→ WHAT TO PRODUCE:
Resume the commentary on App Store fees and software pricing, picking up after its last sentence.

→ EXTRACT:

***

This is the real problem, the crApp Store race to the bottom. Apple's cut was never really the problem. The cut is obscene, but only because the prices are already obscenely low. I'd be happy to give Apple 50% if I could sell my software for higher prices.
> And you sell 100,000.
Good luck with that.
> You also have to set up a server to serve the downloads and pay hosting, storage, and bandwidth.
Cheap.
> As well as shipping updates to all of your customers. As well as ensuring updates are compatible for any iOS version your customers might be using. There's going to be some level of customer support required.
You have to do these things anyway.
> Finally, how are people going to discover your app? You aren't on any app stores, so you have to advertise. You'll need to market. And -- convince people that you aren't going to infect their device with malware.
You have to do all of this stuff regardless of whether you're in the App Store. As an App Store developer myself, I can tell you that Apple absolutely does not do these things for you.
Notice how many Mac developers, given the choice, choose to distribute themselves rather than via the Mac App Store. They don't see the App Store as a win like you do.
> How is 5% "reasonable?" Who determines that? That's not something up for a vote -- that's up to the market.
If you ask Apple themselves to split the payment processing from the hosting and 'marketing', they claim it's 3% and 27%.
So if you could use their payment processing by itself, that would put you at $485k before server costs, not $419k. So you can have very nice servers and over a third more revenue.

***

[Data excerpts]
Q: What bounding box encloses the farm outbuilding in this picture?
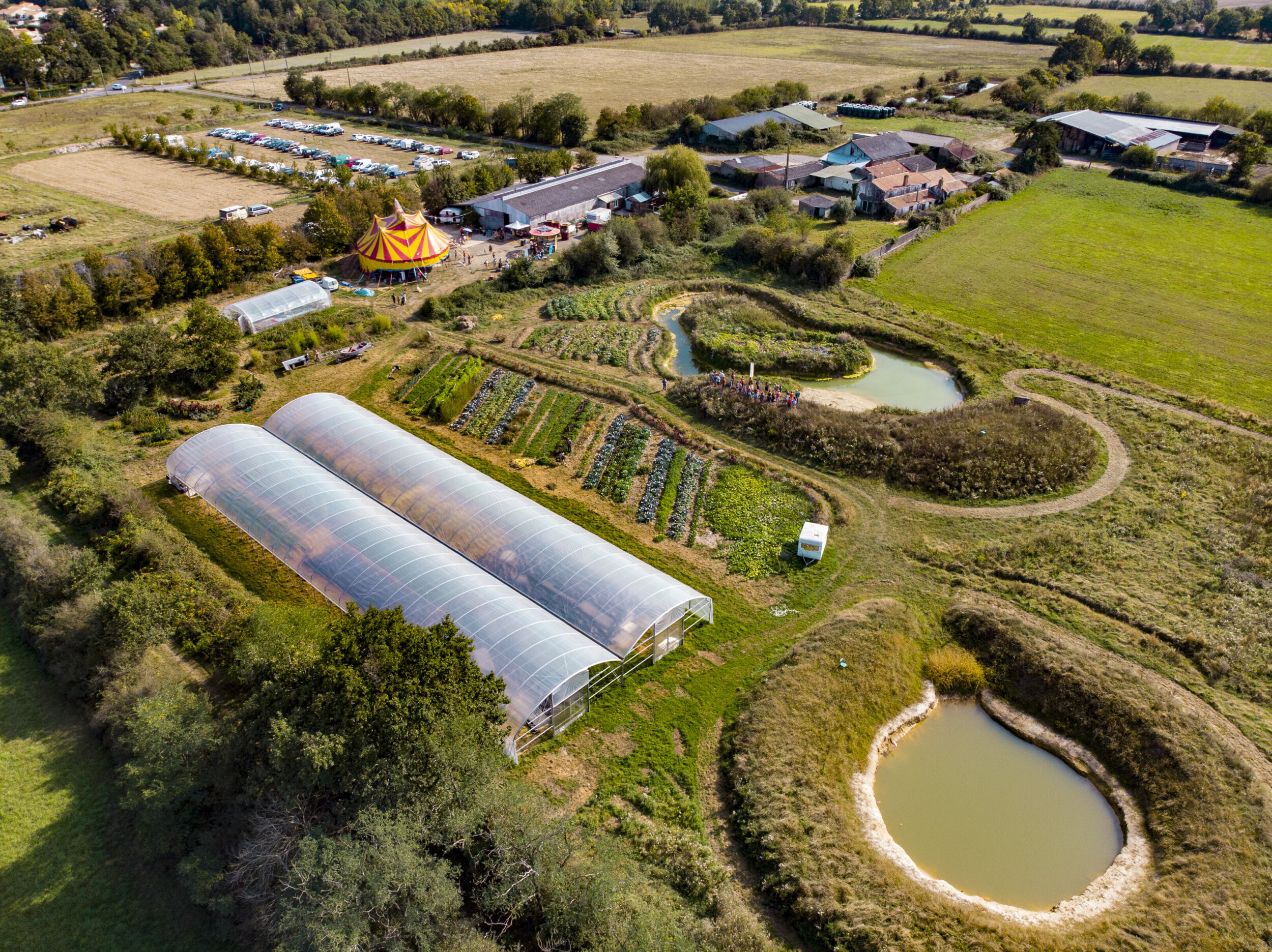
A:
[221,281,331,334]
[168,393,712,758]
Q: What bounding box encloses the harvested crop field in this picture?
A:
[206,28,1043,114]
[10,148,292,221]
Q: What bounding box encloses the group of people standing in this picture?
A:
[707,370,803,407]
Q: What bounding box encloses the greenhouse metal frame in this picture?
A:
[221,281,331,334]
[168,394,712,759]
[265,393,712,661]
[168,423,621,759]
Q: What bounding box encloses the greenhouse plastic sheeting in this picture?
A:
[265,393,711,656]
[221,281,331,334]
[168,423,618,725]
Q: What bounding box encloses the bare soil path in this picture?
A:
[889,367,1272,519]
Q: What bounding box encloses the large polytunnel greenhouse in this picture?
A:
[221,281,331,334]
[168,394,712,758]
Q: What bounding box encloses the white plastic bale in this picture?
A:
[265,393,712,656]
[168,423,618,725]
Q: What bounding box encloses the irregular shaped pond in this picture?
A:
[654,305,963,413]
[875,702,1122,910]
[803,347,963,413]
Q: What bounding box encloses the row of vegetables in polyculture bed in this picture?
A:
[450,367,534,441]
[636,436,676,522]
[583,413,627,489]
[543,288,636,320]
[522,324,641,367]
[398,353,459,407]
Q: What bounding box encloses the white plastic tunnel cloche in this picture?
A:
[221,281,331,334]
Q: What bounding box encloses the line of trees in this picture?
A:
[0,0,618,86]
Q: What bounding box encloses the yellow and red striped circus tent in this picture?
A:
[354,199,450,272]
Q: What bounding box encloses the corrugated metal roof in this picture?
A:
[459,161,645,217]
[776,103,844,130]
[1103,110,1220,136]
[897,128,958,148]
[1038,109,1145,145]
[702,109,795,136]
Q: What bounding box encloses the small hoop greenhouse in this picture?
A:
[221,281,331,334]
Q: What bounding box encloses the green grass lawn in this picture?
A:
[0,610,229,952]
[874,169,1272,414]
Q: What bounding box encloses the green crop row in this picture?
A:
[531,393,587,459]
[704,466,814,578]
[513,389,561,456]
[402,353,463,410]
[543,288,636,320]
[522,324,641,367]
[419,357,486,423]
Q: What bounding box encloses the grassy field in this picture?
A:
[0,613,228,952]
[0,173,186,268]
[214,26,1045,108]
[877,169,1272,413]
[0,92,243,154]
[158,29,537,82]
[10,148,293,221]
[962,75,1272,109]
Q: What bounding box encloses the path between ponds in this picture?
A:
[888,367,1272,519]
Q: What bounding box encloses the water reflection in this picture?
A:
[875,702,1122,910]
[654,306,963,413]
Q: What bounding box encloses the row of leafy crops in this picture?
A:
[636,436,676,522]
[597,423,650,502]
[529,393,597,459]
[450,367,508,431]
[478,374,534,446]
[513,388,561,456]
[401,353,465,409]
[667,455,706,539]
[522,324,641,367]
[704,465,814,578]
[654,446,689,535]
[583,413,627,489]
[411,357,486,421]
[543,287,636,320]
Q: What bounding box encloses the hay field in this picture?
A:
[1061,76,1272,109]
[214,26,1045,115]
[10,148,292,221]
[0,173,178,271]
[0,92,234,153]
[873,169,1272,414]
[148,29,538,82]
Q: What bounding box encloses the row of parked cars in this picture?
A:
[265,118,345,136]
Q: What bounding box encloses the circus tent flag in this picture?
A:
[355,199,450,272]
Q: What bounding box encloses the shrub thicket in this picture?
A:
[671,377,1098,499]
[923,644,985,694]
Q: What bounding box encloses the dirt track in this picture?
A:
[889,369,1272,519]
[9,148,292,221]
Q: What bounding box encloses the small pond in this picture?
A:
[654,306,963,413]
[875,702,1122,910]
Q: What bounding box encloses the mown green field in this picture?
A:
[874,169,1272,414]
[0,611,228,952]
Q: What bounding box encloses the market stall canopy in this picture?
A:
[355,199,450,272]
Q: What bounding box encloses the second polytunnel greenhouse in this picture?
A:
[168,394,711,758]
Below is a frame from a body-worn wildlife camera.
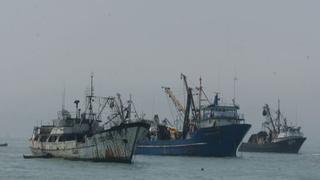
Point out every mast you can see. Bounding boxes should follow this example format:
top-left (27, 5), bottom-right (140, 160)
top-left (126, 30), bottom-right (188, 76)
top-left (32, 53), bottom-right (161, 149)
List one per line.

***

→ SOLVED PROBLEM:
You'll have to decide whether being in the main app store is important enough to pay a big percentage. And advertising and updates and customer support are costs either way, so please don't imply you only pay them if you avoid the app store.
> So if you could use their payment processing by itself, that would put you at $485k before server costs, not $419k. So you can have very nice servers and over a third more revenue.
Most companies don't do their own payment processing. They have accounts with companies that provide merchant services (e.g. WorldPay, Ayden, various investment banks) under specially negotiated contracts. These contracts would cover contingencies that wouldn't apply to "normal" customers and there's obviously a premium to pay for that. What you're demanding is the financial equivalent of adding millions of people to an individual's credit card account.
Why would you think a for-profit company (or for that matter, any financially sensible individual) would should share the financial benefits its negotiated for itself with millions of others? Not only would Apple be introduced to additional legal and financial liability, but so would the payment processor.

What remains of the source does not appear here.